▶ _Job_: Can you rewrite all of the data below as a numbered list, skipping any blank lines and leaving the pictures out?

▶ _Data entries_:
____________

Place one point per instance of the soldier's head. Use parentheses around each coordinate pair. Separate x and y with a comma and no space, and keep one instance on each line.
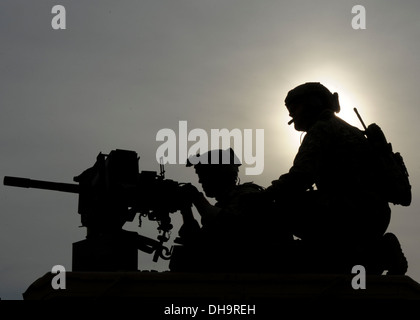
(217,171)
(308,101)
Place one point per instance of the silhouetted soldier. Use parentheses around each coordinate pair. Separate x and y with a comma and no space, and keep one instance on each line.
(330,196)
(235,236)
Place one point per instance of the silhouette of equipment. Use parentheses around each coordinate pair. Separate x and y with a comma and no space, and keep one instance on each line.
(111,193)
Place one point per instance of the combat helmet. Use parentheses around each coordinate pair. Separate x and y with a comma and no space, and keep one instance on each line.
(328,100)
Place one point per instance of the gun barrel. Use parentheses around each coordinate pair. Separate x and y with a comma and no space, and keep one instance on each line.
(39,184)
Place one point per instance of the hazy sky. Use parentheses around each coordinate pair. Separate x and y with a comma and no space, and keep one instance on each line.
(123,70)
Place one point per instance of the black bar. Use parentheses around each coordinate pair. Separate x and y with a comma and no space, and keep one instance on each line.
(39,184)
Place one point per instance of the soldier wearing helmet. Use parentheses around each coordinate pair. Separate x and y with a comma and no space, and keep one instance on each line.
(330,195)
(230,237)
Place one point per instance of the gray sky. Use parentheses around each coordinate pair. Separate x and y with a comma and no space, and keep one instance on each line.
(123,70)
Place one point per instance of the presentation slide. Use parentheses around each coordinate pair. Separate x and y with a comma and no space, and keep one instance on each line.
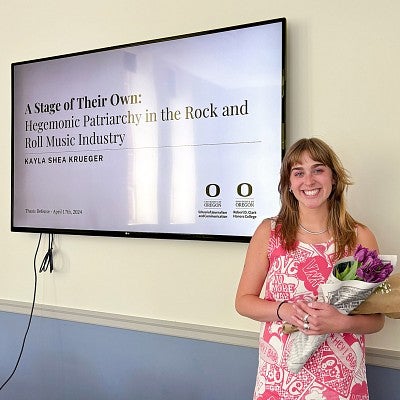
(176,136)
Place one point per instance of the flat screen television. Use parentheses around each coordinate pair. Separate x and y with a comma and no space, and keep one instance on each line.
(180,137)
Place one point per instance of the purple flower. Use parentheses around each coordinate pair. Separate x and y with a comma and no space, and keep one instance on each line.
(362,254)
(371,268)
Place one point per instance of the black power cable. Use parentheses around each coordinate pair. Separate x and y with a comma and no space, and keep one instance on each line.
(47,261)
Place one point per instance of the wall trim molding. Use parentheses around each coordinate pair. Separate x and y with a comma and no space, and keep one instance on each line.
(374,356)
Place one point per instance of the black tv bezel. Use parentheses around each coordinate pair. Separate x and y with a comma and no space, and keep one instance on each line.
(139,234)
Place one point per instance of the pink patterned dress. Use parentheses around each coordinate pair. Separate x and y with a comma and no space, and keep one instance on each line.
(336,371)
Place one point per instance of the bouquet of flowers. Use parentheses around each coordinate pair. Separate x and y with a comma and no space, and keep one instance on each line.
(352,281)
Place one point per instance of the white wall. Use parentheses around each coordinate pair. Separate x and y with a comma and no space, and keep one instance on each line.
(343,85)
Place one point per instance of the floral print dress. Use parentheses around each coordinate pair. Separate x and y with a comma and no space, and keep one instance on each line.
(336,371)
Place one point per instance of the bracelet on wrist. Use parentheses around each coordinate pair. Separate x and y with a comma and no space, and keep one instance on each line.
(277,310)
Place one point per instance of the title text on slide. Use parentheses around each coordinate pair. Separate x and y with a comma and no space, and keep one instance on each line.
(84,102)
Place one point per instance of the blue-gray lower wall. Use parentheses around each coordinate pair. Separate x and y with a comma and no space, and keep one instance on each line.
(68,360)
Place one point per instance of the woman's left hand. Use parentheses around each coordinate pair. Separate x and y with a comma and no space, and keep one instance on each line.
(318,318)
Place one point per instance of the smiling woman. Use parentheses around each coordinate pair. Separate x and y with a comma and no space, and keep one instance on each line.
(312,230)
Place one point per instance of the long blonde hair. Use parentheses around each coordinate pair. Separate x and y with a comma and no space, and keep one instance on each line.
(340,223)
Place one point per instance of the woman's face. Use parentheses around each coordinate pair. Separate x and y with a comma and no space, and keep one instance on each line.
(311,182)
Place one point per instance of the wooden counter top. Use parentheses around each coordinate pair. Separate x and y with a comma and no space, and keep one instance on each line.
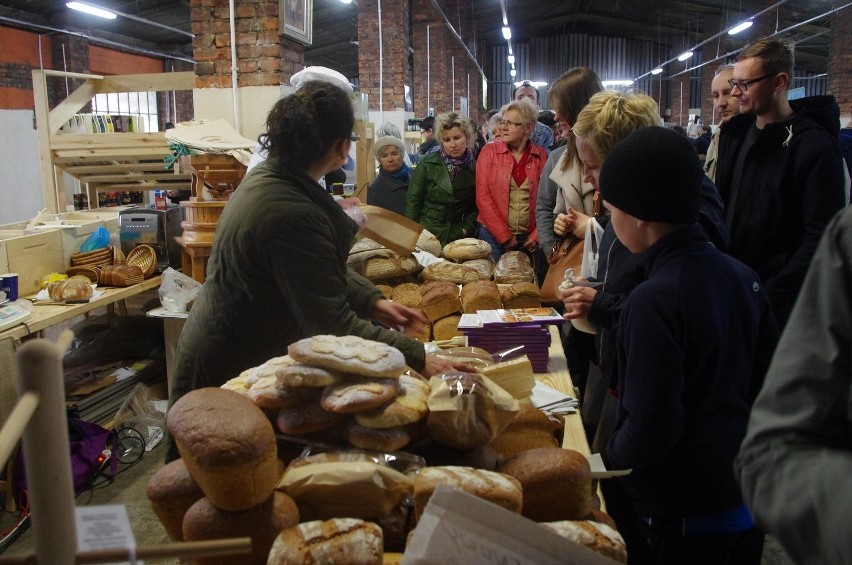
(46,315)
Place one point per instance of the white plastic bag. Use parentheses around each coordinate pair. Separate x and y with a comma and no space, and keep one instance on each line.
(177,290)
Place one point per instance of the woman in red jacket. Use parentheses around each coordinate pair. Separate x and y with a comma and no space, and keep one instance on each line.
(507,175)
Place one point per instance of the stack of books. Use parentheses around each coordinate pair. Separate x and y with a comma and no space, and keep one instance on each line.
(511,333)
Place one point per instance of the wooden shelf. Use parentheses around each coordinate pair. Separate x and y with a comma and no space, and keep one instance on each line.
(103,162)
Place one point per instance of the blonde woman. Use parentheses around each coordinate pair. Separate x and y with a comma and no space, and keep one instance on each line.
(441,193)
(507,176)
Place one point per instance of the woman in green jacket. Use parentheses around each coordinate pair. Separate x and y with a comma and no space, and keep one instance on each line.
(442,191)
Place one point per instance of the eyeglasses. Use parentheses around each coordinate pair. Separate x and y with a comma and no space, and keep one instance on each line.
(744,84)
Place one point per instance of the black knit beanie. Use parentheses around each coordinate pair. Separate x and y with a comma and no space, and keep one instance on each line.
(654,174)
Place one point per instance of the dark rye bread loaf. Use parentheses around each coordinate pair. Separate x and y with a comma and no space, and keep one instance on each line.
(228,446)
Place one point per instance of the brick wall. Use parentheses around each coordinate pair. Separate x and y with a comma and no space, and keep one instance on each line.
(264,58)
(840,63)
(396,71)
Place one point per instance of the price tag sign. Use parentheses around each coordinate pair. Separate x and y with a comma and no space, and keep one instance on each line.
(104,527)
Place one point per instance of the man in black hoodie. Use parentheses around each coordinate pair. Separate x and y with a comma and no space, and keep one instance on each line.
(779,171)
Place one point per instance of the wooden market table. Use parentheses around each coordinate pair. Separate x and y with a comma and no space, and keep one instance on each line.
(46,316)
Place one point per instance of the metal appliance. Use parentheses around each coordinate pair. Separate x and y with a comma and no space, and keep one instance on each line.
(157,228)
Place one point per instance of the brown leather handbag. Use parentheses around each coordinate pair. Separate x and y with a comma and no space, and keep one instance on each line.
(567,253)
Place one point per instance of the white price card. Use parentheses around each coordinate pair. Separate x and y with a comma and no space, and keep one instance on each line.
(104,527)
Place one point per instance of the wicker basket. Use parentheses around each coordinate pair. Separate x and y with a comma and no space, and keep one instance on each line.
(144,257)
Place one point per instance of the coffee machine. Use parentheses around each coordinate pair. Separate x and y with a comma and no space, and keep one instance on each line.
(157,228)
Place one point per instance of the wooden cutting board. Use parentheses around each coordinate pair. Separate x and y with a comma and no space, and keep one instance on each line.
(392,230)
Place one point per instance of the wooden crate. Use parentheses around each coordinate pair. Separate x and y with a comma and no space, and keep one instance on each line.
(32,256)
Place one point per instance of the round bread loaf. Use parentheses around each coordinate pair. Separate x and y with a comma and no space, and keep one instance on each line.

____________

▶ _Full answer_:
1. Place one point per instance of the soldier's head. Use parentheses around each coordinate pair. Separate x and y with a comma and no space, and keep one instance on each line.
2. (217,171)
3. (308,101)
4. Place one point per instance of the silhouetted soldier. Use parentheses around each coordinate pair. Separate x and y with a comma and no space, and keep one instance on each line.
5. (330,196)
6. (235,236)
7. Place one point per instance of the silhouette of equipment. Use parentheses around each coordinate pair. Separate x and y with a comma and no space, and keep one instance on each line.
8. (111,193)
9. Place one point per instance of the combat helmet. Use parentheses around each coordinate pair. Separate x and y with a comma and no space, and keep one instance on each line.
10. (328,100)
11. Place one point per instance of the gun barrel. Use parentheses around each coordinate pair. Separate x and y with a comma and no space, and keep one instance on each line.
12. (39,184)
13. Place one point per instance of the hazy sky. Use parentheses around each coordinate pair. Separate x and y with a comma and no space, and keep one instance on each line.
14. (123,70)
15. Place one point per instance of the black bar. Use parentheses around each coordinate pair. Separate x and y with a comma and no space, and keep one instance on each line.
16. (39,184)
17. Place one point per instance of the soldier wearing helmet. Use parentheses around each coordinate pair. Separate x and y with a comma and no space, and keep one instance on each line.
18. (330,195)
19. (230,237)
20. Place one point per instance of the gray sky. Use parentheses around each coordinate pair. Separate x and y with a comma and no space, and keep one instance on each line.
21. (123,70)
22. Place one point per instance of the presentation slide. Use parentheses around each coordinate pair. Separate x and y with a comma and no space, and keep one instance on each line.
23. (176,136)
24. Place one point per instance of the flat screen television. Use parentheses around each coordinate pair. Separate x and y with a comma and no space, and keep one instance on each line.
25. (180,137)
26. Place one point per instance of the purple flower. Use parentheses around each coordinate pair. Separate x and y with a comma and no space, and keep one instance on each line.
27. (362,254)
28. (371,268)
29. Place one point per instance of the black power cable. Use parentheses around each coordinate pair. Separate x and y with a comma and no space, and keep one instance on each line.
30. (47,261)
31. Place one point per instance of the wall trim molding. Use parentheses around each coordinate pair. Separate x and y with a comma and no space, and keep one instance on each line.
32. (374,356)
33. Place one point per instance of the black tv bezel. Use parentheses around each coordinate pair. Separate x and y with a comma and no space, and keep one instance on each line.
34. (139,234)
35. Place one point per instance of the pink patterned dress. Use parentheses around each coordinate pair. Separate x and y with a comma and no space, and keep one instance on each line.
36. (336,371)
37. Place one point per instance of the bouquet of flowers. Use parentheses around each coordinate pair. Separate x and y with a comma and no space, and keep one instance on each line.
38. (352,281)
39. Place one point per instance of the white wall. Use parentheses around each coordinate pair. Separate x and y with a comma and no space, and keep one instance on each line.
40. (343,85)
41. Place one point per instance of the floral print dress. Use parentheses around each coordinate pair. Separate x and y with a comma and no space, and keep one instance on each line.
42. (336,371)
43. Place one point per instance of the bracelet on wrist. Use parentheses around each coordinate pair. Separate x and y with a comma and no space, and keep one instance on each line.
44. (277,310)
45. Place one point per instance of the title text on slide. Use parentheses around each coordinate pair. Separate x and y with a comma and no space, and keep one instance on each line.
46. (84,102)
47. Place one point per instance of the blue-gray lower wall. Use parentheses around each coordinate pair. Separate x and y with a comma and no space, and keep one instance on each line.
48. (68,360)
49. Place one point per instance of the woman's left hand. Use parentheses around each coordinate pair. Separate x and y with a comma and no space, and keep one instance on each line.
50. (318,318)
51. Place one point per instance of the smiling woman. Use parentheses around each coordinate pair. Separate x and y with a comma and no space, and keep one instance on each line.
52. (312,230)
53. Place one point per instance of the long blonde hair. Use parentheses around each coordinate pair. Separate x and y with a comma and no space, and keep one instance on each line.
54. (340,223)
55. Place one point per instance of the woman's face. Use parentheses around each coordinate pair. Separate x and y with a comma and no space, and keep one instance on each line.
56. (311,182)
57. Place one point per instance of the wooden counter top. Use parentheses around each coordinate pair. Separate x and y with a comma and no space, and keep one instance on each line.
58. (46,315)
59. Place one point per instance of the white plastic bag. Use parentheses around each coordinate pair. Separate x and y with a comma and no space, and keep one instance on each line.
60. (177,290)
61. Place one point per instance of the woman in red jacket. Use parentheses around each coordinate pair. Separate x and y with a comma and no space, and keep one instance on each line.
62. (507,175)
63. Place one point per instance of the stack of books. Use parentheses around each coordinate pair. Separate x and y with a comma and no space, and keep one instance on each line.
64. (511,333)
65. Place one point per instance of the wooden shelf. Use parentheses around each coordinate pair. Separate x and y with a comma and no space, and keep one instance on each line.
66. (103,162)
67. Place one point per instance of the blonde woman. Use parentheses around each coordinate pair. Separate x and y with a comma and no space, and keep one instance on each line.
68. (441,193)
69. (507,176)
70. Place one point per instance of the woman in green jacket. Use parentheses around each coordinate pair. Separate x and y with a comma and no space, and keep one instance on each line.
71. (442,191)
72. Place one point per instance of the eyeglasses. Use parentheses around each coordinate pair. Separate x and y with a comma and no space, and keep one instance on each line.
73. (744,84)
74. Place one point per instance of the black knit beanie. Use parentheses around each coordinate pair. Separate x and y with a comma and no space, and keep one instance on each line.
75. (654,174)
76. Place one point per instance of the dark rye bread loaf. Use parentheses around each coordinate pair. Separate x and y with a comma and no space, and keep one instance on each line.
77. (228,446)
78. Place one point per instance of the brick wall. Use parentheses around each coordinate pair. Separate x and y with a comma and no space, and keep one instance on each line.
79. (264,58)
80. (840,63)
81. (396,71)
82. Place one point per instance of the price tag sign. Use parentheses around each coordinate pair. Separate x and y with a comma and no space, and keep one instance on each line.
83. (104,527)
84. Place one point per instance of the man in black hoodie. Use parentheses around each coordinate pair. Separate x and y with a comma and no space, and keep one instance on each line.
85. (779,171)
86. Place one point per instance of the wooden market table. Use parentheses around each coordinate pair. Separate x and y with a comma and no space, and keep one instance on each line.
87. (46,316)
88. Place one point per instance of the metal appliance. Use parentheses around each coordinate pair. Separate x and y with a comma and no space, and keep one instance on each line.
89. (157,228)
90. Place one point per instance of the brown leather handbag. Use parentheses around each coordinate pair. Separate x and y with a comma and no space, and keep one instance on each line.
91. (567,253)
92. Place one point per instance of the white price card. Use parentheses around each coordinate pair. Separate x and y with a comma and no space, and keep one instance on each line.
93. (104,527)
94. Place one point per instance of the wicker basket. Use parentheses around each coordinate pair. Separate x and y with a comma and no space, and keep one instance on each line.
95. (144,257)
96. Place one point per instance of the coffee machine. Use parentheses around each coordinate pair. Separate x and y with a comma and no space, and keep one instance on each line.
97. (157,228)
98. Place one point per instance of the wooden cutting board. Use parentheses around each coordinate pair. Separate x and y with a comma and no space, and keep one instance on each line.
99. (392,230)
100. Place one point per instance of the wooden crate. Use parentheses around each coordinate pair. Separate x and y with a comma and no space, and keep one instance on each line.
101. (32,256)
102. Place one point per instance of the round bread loaf. Use parentheses around each coordinate pair. Separate x and y with a comma and no space, and keep one instance on each line.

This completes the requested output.